**WORK REQUEST**
Write out all of the records exactly once more and skip the images.

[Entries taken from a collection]

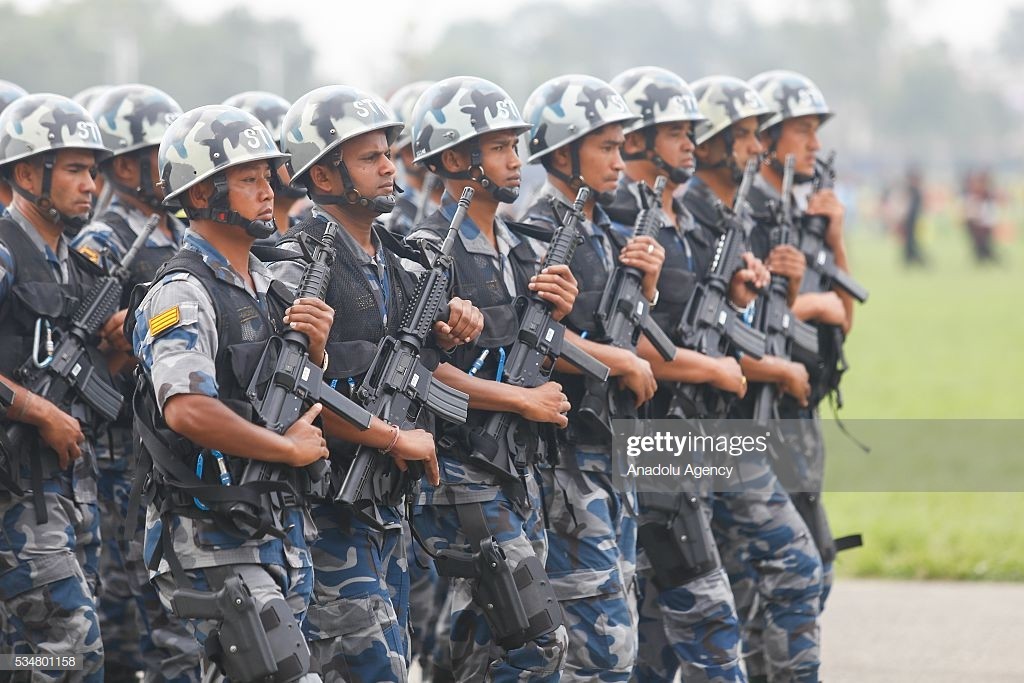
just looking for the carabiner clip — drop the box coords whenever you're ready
[31,318,55,369]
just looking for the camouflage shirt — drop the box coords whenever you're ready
[132,228,314,573]
[70,196,185,272]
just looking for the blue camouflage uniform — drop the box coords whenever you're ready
[71,197,200,682]
[131,229,320,682]
[522,183,639,683]
[683,175,824,683]
[269,208,413,683]
[0,204,104,681]
[605,177,745,683]
[407,194,568,683]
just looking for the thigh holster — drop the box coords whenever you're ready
[637,492,719,589]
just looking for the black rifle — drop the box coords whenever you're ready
[465,188,609,481]
[753,155,820,426]
[337,188,474,529]
[10,214,160,427]
[579,178,676,438]
[0,380,21,494]
[233,222,374,529]
[799,152,868,303]
[672,160,767,418]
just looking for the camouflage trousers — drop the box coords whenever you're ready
[413,470,567,682]
[153,562,318,682]
[0,490,103,682]
[303,503,408,683]
[404,519,449,676]
[538,464,637,682]
[632,496,744,683]
[710,451,823,683]
[95,452,201,683]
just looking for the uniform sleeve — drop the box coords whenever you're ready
[132,274,219,412]
[70,223,125,272]
[263,239,309,296]
[0,242,13,307]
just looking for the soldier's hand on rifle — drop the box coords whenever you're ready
[711,356,747,398]
[619,353,657,406]
[433,297,483,350]
[806,189,846,251]
[99,309,132,353]
[766,244,807,304]
[619,236,665,302]
[778,361,811,408]
[729,252,770,309]
[388,428,440,486]
[520,381,571,428]
[283,402,329,467]
[283,298,335,367]
[527,264,578,321]
[33,397,86,469]
[794,291,845,326]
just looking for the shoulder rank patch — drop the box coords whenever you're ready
[149,305,181,338]
[77,246,101,265]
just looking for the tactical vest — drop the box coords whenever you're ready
[415,210,537,439]
[128,247,300,536]
[281,215,417,464]
[100,210,178,307]
[0,217,110,487]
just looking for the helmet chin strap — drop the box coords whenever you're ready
[184,175,277,239]
[308,157,401,214]
[107,150,164,211]
[547,140,615,206]
[431,139,519,204]
[622,126,692,184]
[9,152,94,235]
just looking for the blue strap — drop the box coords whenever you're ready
[495,347,507,383]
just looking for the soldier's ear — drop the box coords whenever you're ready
[307,163,334,194]
[623,131,646,156]
[550,145,571,175]
[11,159,39,193]
[112,155,136,183]
[440,147,464,175]
[693,139,715,165]
[186,179,212,209]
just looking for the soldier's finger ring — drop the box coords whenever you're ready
[740,376,747,387]
[647,243,655,254]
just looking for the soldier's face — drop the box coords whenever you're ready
[224,160,274,222]
[340,131,396,199]
[654,121,696,171]
[110,147,163,200]
[773,116,821,177]
[729,117,764,168]
[398,145,425,179]
[43,149,99,218]
[578,124,626,193]
[476,130,522,186]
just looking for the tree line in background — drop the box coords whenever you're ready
[4,0,1023,175]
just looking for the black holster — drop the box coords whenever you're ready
[637,492,719,589]
[790,492,837,564]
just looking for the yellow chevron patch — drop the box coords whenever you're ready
[149,305,181,338]
[78,246,101,265]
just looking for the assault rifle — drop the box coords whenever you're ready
[671,160,767,418]
[579,178,676,438]
[463,188,609,481]
[799,152,868,303]
[232,222,374,531]
[336,188,474,529]
[752,155,820,426]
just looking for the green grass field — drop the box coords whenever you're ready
[822,198,1024,580]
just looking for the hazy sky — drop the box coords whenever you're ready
[12,0,1022,88]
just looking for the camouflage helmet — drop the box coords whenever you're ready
[158,104,287,208]
[610,66,704,135]
[522,74,638,164]
[387,81,433,151]
[222,91,291,145]
[282,85,403,183]
[0,80,27,116]
[71,85,113,111]
[748,70,833,132]
[0,93,110,169]
[91,84,182,158]
[690,76,773,145]
[410,76,529,165]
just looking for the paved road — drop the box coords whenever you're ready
[820,578,1024,682]
[411,578,1024,682]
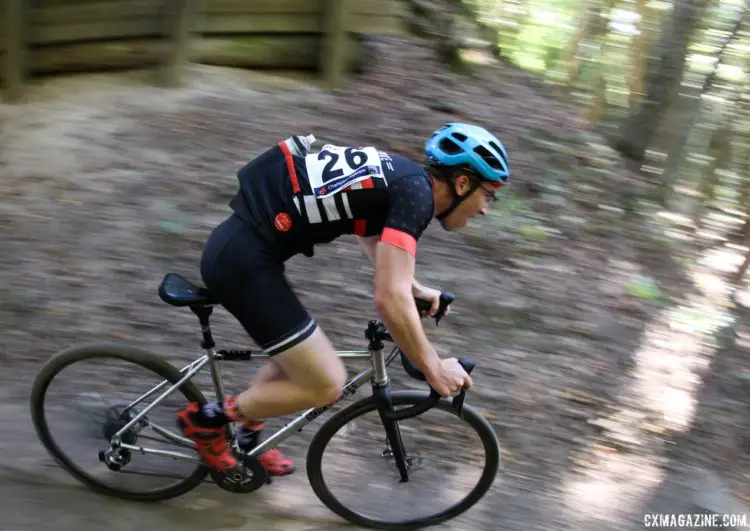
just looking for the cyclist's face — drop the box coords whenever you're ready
[441,175,494,230]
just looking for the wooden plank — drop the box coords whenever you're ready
[2,1,404,42]
[27,19,162,45]
[320,0,347,90]
[190,35,362,70]
[200,0,398,15]
[0,35,364,75]
[191,36,319,68]
[35,0,121,6]
[0,40,165,76]
[351,0,405,16]
[198,14,322,33]
[30,1,162,25]
[198,13,404,35]
[349,14,405,35]
[202,0,322,15]
[3,0,27,102]
[158,0,197,87]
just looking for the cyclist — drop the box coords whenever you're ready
[177,123,510,476]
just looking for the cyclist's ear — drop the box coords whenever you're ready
[453,174,472,196]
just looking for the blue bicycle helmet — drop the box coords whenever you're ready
[425,123,510,187]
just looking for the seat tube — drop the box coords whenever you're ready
[191,305,226,403]
[207,348,226,403]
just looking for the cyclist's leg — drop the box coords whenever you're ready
[179,214,345,472]
[235,327,347,420]
[233,328,346,476]
[235,361,294,474]
[249,361,285,387]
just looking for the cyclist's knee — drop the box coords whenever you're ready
[303,350,347,407]
[318,363,347,404]
[275,327,347,405]
[310,382,344,408]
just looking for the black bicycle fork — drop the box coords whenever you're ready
[374,384,412,482]
[365,319,475,483]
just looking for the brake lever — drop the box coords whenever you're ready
[414,292,455,326]
[452,358,475,418]
[452,390,467,419]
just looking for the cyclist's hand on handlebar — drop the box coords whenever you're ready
[413,283,449,318]
[427,357,473,398]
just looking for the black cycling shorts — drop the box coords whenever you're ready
[200,214,317,356]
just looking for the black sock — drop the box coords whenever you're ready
[238,424,263,448]
[197,401,231,428]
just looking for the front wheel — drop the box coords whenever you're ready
[306,391,501,530]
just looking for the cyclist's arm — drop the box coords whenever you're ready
[358,235,425,297]
[372,235,442,379]
[356,235,378,263]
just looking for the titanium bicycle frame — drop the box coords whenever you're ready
[105,305,399,466]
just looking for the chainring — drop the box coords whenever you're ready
[209,453,268,494]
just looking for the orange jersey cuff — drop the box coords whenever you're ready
[380,228,417,257]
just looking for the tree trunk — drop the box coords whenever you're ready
[655,84,703,206]
[734,248,750,286]
[628,0,647,108]
[628,0,663,110]
[694,124,732,228]
[657,10,745,206]
[738,134,750,214]
[734,145,750,285]
[584,70,607,123]
[157,0,197,87]
[731,82,750,243]
[557,0,615,91]
[612,0,709,163]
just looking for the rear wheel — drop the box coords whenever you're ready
[306,391,501,530]
[30,342,209,501]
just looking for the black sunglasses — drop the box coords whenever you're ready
[463,169,498,204]
[478,183,498,204]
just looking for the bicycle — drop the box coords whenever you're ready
[30,272,501,530]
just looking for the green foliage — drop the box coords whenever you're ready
[156,220,186,235]
[519,224,549,241]
[626,275,664,300]
[448,0,750,223]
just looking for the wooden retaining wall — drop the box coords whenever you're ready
[1,0,406,101]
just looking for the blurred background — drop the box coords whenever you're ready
[1,0,750,530]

**OUTPUT OF THE TASK**
just looking for the carabiner clip — drop the box coords whenever you're ready
[31,318,55,369]
just looking for the camouflage shirt — drop the box coords whenever you're ready
[132,228,314,573]
[70,196,185,272]
just looking for the blue camouflage uniform — drop the box coords whenever you're ready
[71,197,200,682]
[131,229,320,682]
[522,183,639,683]
[683,175,824,683]
[269,208,413,683]
[0,204,104,681]
[605,177,745,683]
[407,194,568,683]
just looking for the thigh holster — drop the box coords whenever you're ready
[637,492,719,589]
just looking for the black rifle — drop the box coords whenever you're ready
[465,188,609,481]
[753,155,820,426]
[337,188,474,529]
[10,214,160,427]
[579,178,676,438]
[0,380,21,494]
[233,222,374,529]
[799,152,868,303]
[672,160,767,418]
just looking for the camouflage trousers — drop the box coords whenever you're ready
[413,470,567,682]
[153,562,318,682]
[0,490,103,682]
[303,503,408,683]
[404,519,449,676]
[538,464,637,682]
[632,496,744,683]
[710,451,823,683]
[95,452,201,683]
just looking for the uniform sleeve — drop the box coords whenever you're ready
[132,274,219,412]
[70,223,125,272]
[263,239,309,296]
[0,242,13,307]
just looking for the soldier's hand on rifle — drop the box coords whenever you're ready
[711,356,747,398]
[619,353,657,406]
[433,297,483,350]
[806,189,846,251]
[99,309,132,353]
[766,244,807,304]
[619,236,665,302]
[778,361,811,408]
[729,252,770,309]
[388,428,440,486]
[520,381,571,428]
[283,402,329,467]
[283,298,335,367]
[527,264,578,321]
[33,397,86,469]
[794,291,845,326]
just looking for the shoulder rank patch — drop the box coords whenever you're ready
[149,305,181,338]
[77,246,101,265]
just looking for the tactical vest — drop the box coords whenever you're ready
[415,210,537,439]
[128,247,300,536]
[281,215,417,464]
[100,210,178,307]
[0,217,110,487]
just looking for the helmet chin strap — drop the box coords whenever you're ready
[184,175,277,239]
[308,157,401,214]
[107,150,164,211]
[547,140,615,206]
[431,139,519,204]
[622,126,692,184]
[9,152,94,235]
just looking for the blue strap — drop the box coords whenever you're ready
[495,347,507,383]
just looking for the soldier's ear — drop the box coords whenever you're ready
[307,163,334,194]
[623,131,646,156]
[550,145,571,175]
[11,159,39,193]
[112,155,136,183]
[440,147,464,175]
[693,139,715,165]
[186,179,212,209]
just looking for the soldier's finger ring — drop the box coords whenever you're ready
[740,376,747,387]
[647,243,655,254]
just looking for the soldier's face — drop the box coords whenever you're ready
[224,160,274,222]
[340,131,396,199]
[654,121,696,171]
[110,147,163,200]
[773,116,821,177]
[729,117,764,168]
[398,145,425,179]
[43,149,99,218]
[578,124,626,193]
[476,130,522,186]
just looking for the tree line in background — drop the box coords whenever you're ready
[4,0,1023,175]
just looking for the black holster — drop the box coords whenever you're ready
[637,492,719,589]
[790,492,837,564]
just looking for the yellow chevron patch — drop the box coords whenever you're ready
[149,305,181,338]
[78,246,101,265]
just looking for the assault rifle — drop the box coords whenever you're ready
[671,160,767,418]
[579,178,676,438]
[463,188,609,481]
[799,152,868,303]
[232,222,374,531]
[336,188,474,529]
[752,155,820,426]
just looking for the green grass field — drop the box coords whenever you're ready
[822,198,1024,580]
just looking for the hazy sky — drop the box coords whenever you're ready
[12,0,1022,88]
just looking for the camouflage helmet — drop the box coords whenever you're ready
[158,104,287,208]
[610,66,704,135]
[522,74,638,164]
[387,81,433,151]
[222,91,291,145]
[282,85,403,183]
[0,80,27,116]
[71,85,113,111]
[748,70,833,132]
[0,93,110,169]
[91,84,182,158]
[690,76,773,145]
[410,76,529,165]
just looking for the paved road — drop the box coords whenever you're ready
[820,578,1024,682]
[411,578,1024,682]
just looking for the cyclist's face — drop the box coords whenever you're ready
[441,175,494,230]
just looking for the wooden plank — drop the box coords whenever you're ready
[2,1,404,42]
[27,19,162,45]
[320,0,347,90]
[190,35,362,70]
[200,0,398,15]
[0,35,364,75]
[191,36,319,68]
[35,0,121,6]
[0,40,165,76]
[351,0,405,16]
[198,14,322,33]
[30,1,162,25]
[198,13,404,35]
[349,14,405,35]
[202,0,322,15]
[3,0,27,102]
[158,0,197,87]
just looking for the cyclist — drop the box coords whenever you're ready
[177,123,510,476]
just looking for the cyclist's ear — drop the box coords whenever you're ready
[453,174,472,196]
just looking for the blue bicycle helmet — drop the box coords whenever you're ready
[425,123,510,187]
just looking for the seat tube — drop the box coords whenever you're ready
[191,305,226,403]
[207,348,226,403]
just looking for the cyclist's leg — drop the box coords whenever you're ready
[179,214,345,472]
[235,327,347,420]
[233,328,346,476]
[235,361,294,474]
[249,361,285,387]
just looking for the cyclist's knee — drop the box coords whenever you're ready
[303,350,347,407]
[318,363,347,404]
[275,327,347,405]
[310,382,344,408]
just looking for the black bicycle fork — drop the box coords whenever you're ready
[374,384,412,482]
[365,319,475,483]
just looking for the brake lever — drop the box coords whenever you're ready
[414,292,455,326]
[452,358,475,418]
[452,390,467,419]
just looking for the cyclist's hand on handlebar — drop the box coords whenever you're ready
[413,283,449,318]
[427,357,473,398]
just looking for the black cycling shorts — drop the box coords whenever you're ready
[200,214,317,356]
just looking for the black sock — drop the box coords whenever you're ready
[238,424,263,448]
[197,401,231,428]
just looking for the front wheel — drop the box coords whenever you're ready
[306,391,501,530]
just looking for the cyclist's arm — drop the box coords whenever you're ready
[358,235,425,297]
[372,235,442,379]
[356,235,378,263]
just looking for the titanium bicycle frame — drop the box coords whenever you're ready
[105,305,399,466]
just looking for the chainring — drop the box coords whenever you're ready
[209,453,268,494]
just looking for the orange jersey cuff — drop the box coords whenever you're ready
[380,228,417,257]
just looking for the tree trunk — drop the box coords whenever you're ready
[655,84,703,206]
[734,248,750,286]
[628,0,647,108]
[628,0,663,110]
[694,124,732,228]
[657,10,745,206]
[738,134,750,214]
[734,145,750,285]
[584,70,607,123]
[157,0,197,87]
[731,82,750,243]
[557,0,615,91]
[612,0,709,163]
just looking for the rear wheel — drop the box coords whenever you're ready
[306,391,501,530]
[30,342,209,501]
just looking for the black sunglasses — drop the box coords whenever you're ready
[463,169,498,204]
[478,183,498,204]
just looking for the bicycle — drop the box coords whenever you're ready
[30,272,501,530]
just looking for the green foliage — drop the box coords whenever you're ready
[156,220,186,235]
[519,224,549,241]
[626,275,664,300]
[448,0,750,223]
just looking for the wooden retaining wall — drop the box coords whenever you're ready
[1,0,406,101]
just looking for the blurred background — drop the box coords whenever you're ready
[1,0,750,530]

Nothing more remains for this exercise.